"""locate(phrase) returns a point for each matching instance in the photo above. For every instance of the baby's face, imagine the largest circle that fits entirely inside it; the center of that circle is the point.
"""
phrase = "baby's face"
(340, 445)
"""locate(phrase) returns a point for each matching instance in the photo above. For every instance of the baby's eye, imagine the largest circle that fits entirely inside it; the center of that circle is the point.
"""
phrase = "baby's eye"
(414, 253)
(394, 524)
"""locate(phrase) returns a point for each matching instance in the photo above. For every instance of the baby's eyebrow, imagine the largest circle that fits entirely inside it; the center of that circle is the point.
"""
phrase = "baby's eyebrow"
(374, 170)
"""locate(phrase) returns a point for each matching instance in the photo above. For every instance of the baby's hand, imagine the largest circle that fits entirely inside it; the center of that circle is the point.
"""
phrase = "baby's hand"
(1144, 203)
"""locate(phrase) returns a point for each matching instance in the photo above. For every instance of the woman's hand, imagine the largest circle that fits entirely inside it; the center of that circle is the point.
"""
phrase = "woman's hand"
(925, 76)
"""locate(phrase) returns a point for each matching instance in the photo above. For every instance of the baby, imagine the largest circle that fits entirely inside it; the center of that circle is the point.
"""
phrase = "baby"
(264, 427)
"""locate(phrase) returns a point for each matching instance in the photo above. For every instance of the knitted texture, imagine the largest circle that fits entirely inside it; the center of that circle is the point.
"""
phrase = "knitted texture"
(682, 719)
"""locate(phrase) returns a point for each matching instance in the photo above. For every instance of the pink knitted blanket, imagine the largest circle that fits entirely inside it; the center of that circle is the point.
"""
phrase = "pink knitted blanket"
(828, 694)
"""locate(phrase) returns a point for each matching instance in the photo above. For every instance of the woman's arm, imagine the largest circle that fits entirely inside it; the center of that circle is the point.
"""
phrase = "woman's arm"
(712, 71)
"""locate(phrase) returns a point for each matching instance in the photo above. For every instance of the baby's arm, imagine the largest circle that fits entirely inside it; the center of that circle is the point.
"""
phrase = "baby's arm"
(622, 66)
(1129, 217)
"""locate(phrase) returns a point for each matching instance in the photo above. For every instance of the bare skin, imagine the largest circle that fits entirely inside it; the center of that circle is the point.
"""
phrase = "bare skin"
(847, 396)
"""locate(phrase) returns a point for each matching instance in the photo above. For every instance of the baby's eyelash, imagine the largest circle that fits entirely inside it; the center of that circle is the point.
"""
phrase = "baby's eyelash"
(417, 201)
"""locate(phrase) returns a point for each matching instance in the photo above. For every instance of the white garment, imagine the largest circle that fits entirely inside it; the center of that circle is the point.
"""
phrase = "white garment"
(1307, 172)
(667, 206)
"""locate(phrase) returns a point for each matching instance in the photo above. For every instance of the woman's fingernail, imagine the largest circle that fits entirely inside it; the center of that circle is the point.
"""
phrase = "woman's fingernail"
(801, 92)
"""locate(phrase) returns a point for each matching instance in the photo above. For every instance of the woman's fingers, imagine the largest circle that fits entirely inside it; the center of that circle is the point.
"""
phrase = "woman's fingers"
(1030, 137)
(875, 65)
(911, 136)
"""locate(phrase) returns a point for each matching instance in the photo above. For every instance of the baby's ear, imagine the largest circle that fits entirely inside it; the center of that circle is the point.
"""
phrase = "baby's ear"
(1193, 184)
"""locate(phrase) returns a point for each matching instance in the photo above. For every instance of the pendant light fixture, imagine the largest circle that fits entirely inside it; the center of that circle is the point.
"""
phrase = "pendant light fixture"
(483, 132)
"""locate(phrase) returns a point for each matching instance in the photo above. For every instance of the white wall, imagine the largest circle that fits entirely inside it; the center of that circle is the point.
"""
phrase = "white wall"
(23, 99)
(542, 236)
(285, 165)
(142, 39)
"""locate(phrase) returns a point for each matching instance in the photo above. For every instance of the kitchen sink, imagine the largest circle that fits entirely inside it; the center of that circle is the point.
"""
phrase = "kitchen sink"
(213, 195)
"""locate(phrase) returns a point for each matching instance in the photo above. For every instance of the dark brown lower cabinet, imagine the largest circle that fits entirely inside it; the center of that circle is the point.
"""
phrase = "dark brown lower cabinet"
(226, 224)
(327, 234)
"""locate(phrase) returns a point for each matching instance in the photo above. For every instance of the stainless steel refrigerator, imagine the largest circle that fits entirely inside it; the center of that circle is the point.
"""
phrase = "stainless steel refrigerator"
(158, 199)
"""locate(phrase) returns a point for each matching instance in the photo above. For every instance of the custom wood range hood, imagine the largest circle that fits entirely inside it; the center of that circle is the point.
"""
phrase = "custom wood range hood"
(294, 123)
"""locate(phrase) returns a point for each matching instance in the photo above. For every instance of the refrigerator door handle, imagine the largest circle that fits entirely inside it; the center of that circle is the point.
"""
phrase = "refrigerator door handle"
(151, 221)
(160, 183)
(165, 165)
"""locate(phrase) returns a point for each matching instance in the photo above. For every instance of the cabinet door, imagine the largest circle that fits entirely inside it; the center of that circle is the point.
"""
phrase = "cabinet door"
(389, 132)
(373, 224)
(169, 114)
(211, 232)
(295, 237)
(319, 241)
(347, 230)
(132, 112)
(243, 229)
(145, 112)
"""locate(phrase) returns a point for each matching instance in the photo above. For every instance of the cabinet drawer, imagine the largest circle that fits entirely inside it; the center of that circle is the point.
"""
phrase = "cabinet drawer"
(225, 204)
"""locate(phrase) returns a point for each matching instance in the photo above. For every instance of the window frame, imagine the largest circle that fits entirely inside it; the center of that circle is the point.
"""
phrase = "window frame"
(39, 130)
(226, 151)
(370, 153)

--------------------------------------------------

What the exercise asks - Retype each entry exactly.

Task answer -
"""locate(phrase) returns a point for each matching instance in the photo above. For every instance of the baby's face, imagine the largest circle that fits entirely inside it; the center of that circle is the point.
"""
phrase = "baby's face"
(340, 445)
"""locate(phrase) returns a point for each matching instance in the photo above. For every instance of the baby's eye, imagine the largest circle that fits entirely inside it; the center of that circle is the point.
"""
phrase = "baby's eye"
(414, 253)
(394, 524)
"""locate(phrase) returns a point for each matching instance in the photo above. For every instance of the baby's eyebrow, imagine the largest circle that fits entirely inside it; the center of that circle is the point.
"""
phrase = "baby's eyebrow"
(374, 170)
"""locate(phrase) returns a point for each matching instance in the photo above. For every instance of the baby's hand, imagine the largest circle that fits entirely inside it; the center of that circle is the point.
"""
phrase = "baby's hand"
(1144, 203)
"""locate(phrase) returns a point for each matching instance in the photo above. For every instance of the woman's hand, imagine the largest circle that fits entirely inside it; the center of that circle is the point.
"""
phrase = "woman's hand"
(925, 76)
"""locate(phrase) returns a point for each matching instance in the photo above. For every instance of the baby, imagine the largest circle that fits entirely inside it; the center of that circle is the point.
"""
phrase = "baby"
(264, 427)
"""locate(phrase) returns a point for each matching instance in the photo above. For every instance of the knitted texture, imagine the largest circle that fits entirely inside it; the center of that circle is the point.
"""
phrase = "knitted texture"
(682, 719)
"""locate(phrase) returns a point for each matching instance in the photo above. For every instance of the pink knitted blanket, imagine the largest circle that fits entirely inside it; the center of that circle is the point.
"""
phrase = "pink knitted blanket"
(828, 694)
"""locate(phrase) returns a point for each matching instance in the photo above. For every instance of the woman's arm, imagine the largest circle that fits entirely inside it; the center of that circle is the point.
"""
phrase = "woman's arm"
(712, 71)
"""locate(phrase) returns a point for each matching instance in the photo above. For every instance of the baby's arm, imagine the largest circle that fits entirely inside it; the center of that circle is the point.
"""
phrase = "baby's arm"
(622, 66)
(1129, 217)
"""locate(phrase) returns a point for each matching instance in the photo above. For every instance of the bare skin, imagine the largest circle that fits entirely inside it; the center of that circle is the point.
"""
phrase = "bare skin"
(847, 396)
"""locate(phrase) returns a point for each matching instance in the photo above. For every instance of the baby's eyelash, imagine the largest circle that fits entirely inside it; the center of that circle is the point.
"""
phrase = "baby's eyelash"
(417, 201)
"""locate(phrase) returns a point for each matching instance in the photo above. For every instance of the white garment, imagine the largest circle that fits entirely inside it; the center of that circle is the point.
"""
phrase = "white garment"
(1307, 172)
(667, 206)
"""locate(phrase) returns a point for each matching instance in the photo above. For every instance of the woman's fingernail, imagine the largest circle that fits entirely inside it; the center of that circle is the point.
"""
phrase = "woman's fingernail"
(801, 92)
"""locate(phrase) returns a point for each matching instance in the photo above. For every instance of the woman's fingers, imagine the largest circle that fits entirely inside it; the center of that circle is the point.
"""
phrase = "woman's fingers"
(1030, 137)
(875, 65)
(911, 136)
"""locate(phrase) returns a point for each matching instance in the photo above. For every instance of the baby's ear, imagine the largest circle that fits entirely inside it; the center of that circle is the point.
"""
phrase = "baby's ear"
(1193, 184)
"""locate(phrase) returns a point for each matching instance in the photo above. For every instance of the pendant light fixture, imagine the largest circle that fits entirely inside it; the center of that circle is the point.
"""
phrase = "pendant light fixture"
(483, 132)
"""locate(phrase) returns a point for each matching instance in the photo above. For every instance of the white wall, imagine the largest circle that fits entirely inside it; the center of that circle is the point.
"""
phrase = "white wall"
(23, 99)
(542, 236)
(285, 165)
(142, 39)
"""locate(phrase) returns a point for each matching instance in the photo above. For every instance of the kitchen sink, imagine the largest circle that fits entirely inside it; the center of that circle is the point.
"""
phrase = "kitchen sink"
(213, 195)
"""locate(phrase) returns a point for each matching instance in the photo above. For every instance of the dark brown lower cabinet, imagine the largest circle that fits entirely inside it; the center of that circle is the point.
"""
phrase = "dark brown lower cabinet"
(226, 224)
(327, 234)
"""locate(phrase) returns a point for each matching instance in the photo above. For every instance of the stainless steel refrigerator, imagine the largest circle that fits entirely inside it; the center of that circle is the point.
"""
phrase = "stainless steel refrigerator"
(158, 199)
"""locate(phrase) returns a point for each matching instance in the photo above. For every instance of the custom wood range hood, imagine the largest circle that fits entirely inside it; the center of that circle is the point.
"""
phrase = "custom wood range hood"
(294, 123)
"""locate(phrase) returns a point for each matching instance in the photo above. For every instance of the refrigerator door handle, imagine the largest circle that fits entirely inside it; the center of that circle is the point.
"""
phrase = "refrigerator door handle"
(151, 221)
(160, 183)
(165, 165)
"""locate(phrase) returns a point for each matching instance in the photo above. For every instance of the cabinet door, imagine the largest circle that fits entirely inside it; the center of that circle is the point.
"""
phrase = "cabinet door"
(389, 132)
(373, 224)
(169, 114)
(211, 232)
(295, 237)
(319, 241)
(347, 230)
(132, 112)
(243, 229)
(145, 112)
"""locate(phrase) returns a point for each matching instance in the photo above. For every instance of the cabinet drawer, imagine the largest circle that fits entirely inside it; the center of that circle is the point.
"""
phrase = "cabinet drawer"
(225, 204)
"""locate(phrase) returns a point for each matching instance in the photo above. For every instance of the window frame, imagine the largest circle that fits entirely inside it; the center of that circle is the point.
"""
phrase = "window frame"
(39, 130)
(226, 151)
(370, 153)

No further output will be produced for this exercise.